* **Exercise passage**:
--- START ---

Figure 1 Ultrasound examination showed a 31 mm × 17 mm mass in the right axillary accessory breast.

Figure 2 Ultrasound examination showed an enlarged axillary lymph node.

Figure 3 Postoperative pathological analysis revealed right accessory breast invasive ductal carcinoma with apocrine metaplasia in Hematoxylin Eosin staining (HE ×400), HE, Hematoxylin Eosin staining.

All procedures performed in this study were in accordance with the ethical standards of the Hwa Mei Hospital, University of Chinese Academy of Sciences research committee(s) and with the Helsinki Declaration (as revised in 2013). Written informed consent was obtained from the patient for publication of this case report and accompanying images. A copy of the written consent is available for review by the editorial office of this journal.

Discussion

A United States study showed male triple-negative breast cancer accounted for 5.5% of the male breast cancer (6), while Pang reported the incidence rate of accessory breast cancer is 0.3–0.6% of all the breast cancer (7). Given that majority of male axillary accessory breast degenerate, there are few cases of male axillary accessory breast (8). The incidence of male axillary accessory breast cancer is very low. For this reason, no large-scale prospective randomized clinical trials have been conducted to determine effective therapy for this condition (9). Currently, male axillary accessory breast cancer is treated similar to female breast cancer (10).

Sometimes it is difficult to distinguish axillary accessory breast cancer from adnexal and skin appendage neoplasm, especially for triple negative tumors. For this patient, there was a clinical suspicious accessory breast tissue with enlargement of the right axilla by physical examination and ultrasound showing some accessory breast tissue. Immunohistochemistry showed ER (−), PR (−), Ki-67 30%, HER2 (2+), GATA-3 (+), GCDFP-15 (+) with FISH negative. At the same time, we found normal accessory breast tissue next to the accessory breast tumor in Hematoxylin Eosin staining. So, the mass was finally diagnosed axillary accessory breast cancer. Pathological examination confirmed invasive ductal carcinoma with apocrine metaplasia. Less than 90% of the cancer cells showed morphological and immunohistochemical characteristics of apocrine gland cells. Hence, the patient was diagnosed with invasive ductal carcinoma with apocrine metaplasia instead of apocrine carcinoma (11). The cancer was estrogen receptor negative and progesterone receptor negative, possibly due to the apocrine metaplasia, which is rare in male breast cancer.

Operable male axillary accessory breast cancer is comprehensively treated with surgery (10). In general, mastectomy with sentinel lymph nodes biopsy is performed (10,12). For patients suspected with axillary lymph node metastasis, axillary lymph nodes dissection can be performed directly instead of sentinel lymph node biopsy. Compelling evidence indicates that breast conserving surgery is safe and feasible for male breast cancer (13,14). However, in clinical practice, male breast cancer occurs near the nipple in most cases and majority of patients with male breast cancer do not have a strong need undergo a breast-conserving surgery. Most patients with male breast cancer receiving treatment in our department agreed to undergo breast resection. In the present case, with the clinical suspicion of axillary lymph nodes metastasis, the patient underwent accessory breast resection and axillary lymph node dissection.

--- END ---

* **To do**:
(a) Output the passage from the accessory breast cancer report starting at "Figure 1 Ultrasound" and ending at "HE, Hematoxylin Eosin staining.".
(b) Please pick up the accessory breast cancer report after its last sentence and continue it.

[Phrase grounding data]
--- START ---

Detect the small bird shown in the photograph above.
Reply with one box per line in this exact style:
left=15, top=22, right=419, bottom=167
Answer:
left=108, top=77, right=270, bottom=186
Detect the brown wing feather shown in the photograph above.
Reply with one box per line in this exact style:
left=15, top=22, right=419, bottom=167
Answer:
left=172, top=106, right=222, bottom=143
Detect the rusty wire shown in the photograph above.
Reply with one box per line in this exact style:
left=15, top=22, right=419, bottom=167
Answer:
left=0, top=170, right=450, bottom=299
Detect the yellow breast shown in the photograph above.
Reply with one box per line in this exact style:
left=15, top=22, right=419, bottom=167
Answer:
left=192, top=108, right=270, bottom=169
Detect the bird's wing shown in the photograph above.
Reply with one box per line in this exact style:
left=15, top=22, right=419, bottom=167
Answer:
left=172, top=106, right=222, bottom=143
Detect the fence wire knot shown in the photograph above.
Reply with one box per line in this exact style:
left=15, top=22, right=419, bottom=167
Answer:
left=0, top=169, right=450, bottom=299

--- END ---
--- START ---

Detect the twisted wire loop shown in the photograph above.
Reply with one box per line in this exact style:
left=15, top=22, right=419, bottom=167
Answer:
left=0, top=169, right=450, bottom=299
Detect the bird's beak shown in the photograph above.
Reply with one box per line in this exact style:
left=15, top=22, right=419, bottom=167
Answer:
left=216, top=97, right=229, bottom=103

--- END ---
--- START ---

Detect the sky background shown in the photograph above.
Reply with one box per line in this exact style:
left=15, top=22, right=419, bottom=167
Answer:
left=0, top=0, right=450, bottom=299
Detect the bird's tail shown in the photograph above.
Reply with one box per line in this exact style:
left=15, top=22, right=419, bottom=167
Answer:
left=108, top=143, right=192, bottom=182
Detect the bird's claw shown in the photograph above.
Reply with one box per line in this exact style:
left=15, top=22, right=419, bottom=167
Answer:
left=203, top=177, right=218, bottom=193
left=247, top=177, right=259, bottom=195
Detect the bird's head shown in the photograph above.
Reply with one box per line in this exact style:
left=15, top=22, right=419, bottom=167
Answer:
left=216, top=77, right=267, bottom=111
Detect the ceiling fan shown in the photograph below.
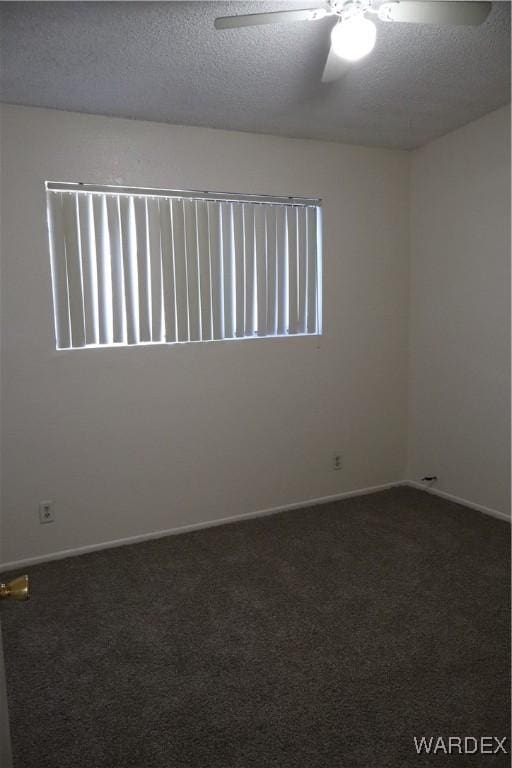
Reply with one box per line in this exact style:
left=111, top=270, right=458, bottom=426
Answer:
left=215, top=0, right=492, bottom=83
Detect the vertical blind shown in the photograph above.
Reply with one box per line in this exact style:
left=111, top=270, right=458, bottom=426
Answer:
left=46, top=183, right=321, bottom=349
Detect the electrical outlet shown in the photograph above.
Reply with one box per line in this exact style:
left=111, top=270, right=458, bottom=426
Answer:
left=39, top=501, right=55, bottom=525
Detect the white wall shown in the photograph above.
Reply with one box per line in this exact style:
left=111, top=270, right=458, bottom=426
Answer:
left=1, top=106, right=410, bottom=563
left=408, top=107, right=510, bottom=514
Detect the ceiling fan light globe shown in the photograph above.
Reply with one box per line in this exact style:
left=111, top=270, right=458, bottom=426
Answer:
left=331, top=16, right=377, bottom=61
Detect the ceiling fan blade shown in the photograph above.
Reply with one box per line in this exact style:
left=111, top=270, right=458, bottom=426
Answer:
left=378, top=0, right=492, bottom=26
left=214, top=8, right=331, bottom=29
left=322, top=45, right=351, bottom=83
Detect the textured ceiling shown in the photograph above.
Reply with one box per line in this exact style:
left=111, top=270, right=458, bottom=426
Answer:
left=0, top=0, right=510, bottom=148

--- END ---

* **Outputs in order**:
(a)
Figure 1 Ultrasound examination showed a 31 mm × 17 mm mass in the right axillary accessory breast.

Figure 2 Ultrasound examination showed an enlarged axillary lymph node.

Figure 3 Postoperative pathological analysis revealed right accessory breast invasive ductal carcinoma with apocrine metaplasia in Hematoxylin Eosin staining (HE ×400), HE, Hematoxylin Eosin staining.

(b)
The application of chemotherapy and radiotherapy in male patients with axillary accessory breast cancer is similar to that of female patients with breast cancer (10,15). The prognosis of patients with male breast cancer is worse compared to female patients with breast cancer (16). In our clinical practice, most male patients with breast cancer are given chemotherapy containing anthracycline or paclitaxel. We often assess the prognosis of patients using oncotype DX and other gene prognostic models to decide the appropriate chemotherapy (17,18). The adjuvant radiotherapy applied to male breast cancer is similar to that used for female patients with breast cancer. Adjuvant radiotherapy is recommended for patients with axillary lymph nodes metastasis or undergoing breast conserving surgery. Postoperative radiotherapy is also recommended for patients with tumors larger than 5 cm. In our case, the patient was diagnosed with T2N2M0, IIIA stage male triple negative axillary accessory breast cancer. Ki-67 was 30%. He received 8 cycles of chemotherapy comprising anthracycline and paclitaxel. We recommended dose-dense chemotherapy for every 2 weeks but the patient refused due to poor tolerance. We adjusted the cycle of chemotherapy to every 3 weeks. With 5 out of 27 lymph nodes metastasis, the patient received adjuvant radiotherapy after chemotherapy. The axilla was not radiated to avoid edema of upper limbs.

Though refusing dose-dense chemotherapy, the patient behaved well with adjuvant chemotherapy and radiotherapy. Adverse events such as alopecia, neutropenia and rash were well tolerated. He recovered well after surgery and adjuvant therapy. With no signs of recurrence or metastasis observed during regular follow-ups, he is satisfied with the therapy he received.

This is a rare case of male triple negative axillary accessory breast cancer. Currently, Male axillary accessory breast cancer is treated similar to female breast cancer with combined therapy including surgery and chemotherapy.

Acknowledgments

The authors thank the members of their department for their assistance.

Funding: None.

Footnote

Reporting Checklist: The authors have completed the CARE reporting checklist. Available at https://tcr.amegroups.com/article/view/10.21037/tcr-22-33/rc

Peer Review File: Available at https://tcr.amegroups.com/article/view/10.21037/tcr-22-33/prf

Conflicts of Interest: Both authors have completed the ICMJE uniform disclosure form (available at https://tcr.amegroups.com/article/view/10.21037/tcr-22-33/coif). The authors have no conflicts of interest to declare.

Ethical Statement: The authors are accountable for all aspects of the work in ensuring that questions related to the accuracy or integrity of any part of the work are appropriately investigated and resolved. All procedures performed in this study were in accordance with the ethical standards of the Hwa Mei Hospital, University of Chinese Academy of Sciences research committee(s) and with the Helsinki Declaration (as revised in 2013). Written informed consent was obtained from the patient for publication of this case report and accompanying images. A copy of the written consent is available for review by the editorial office of this journal.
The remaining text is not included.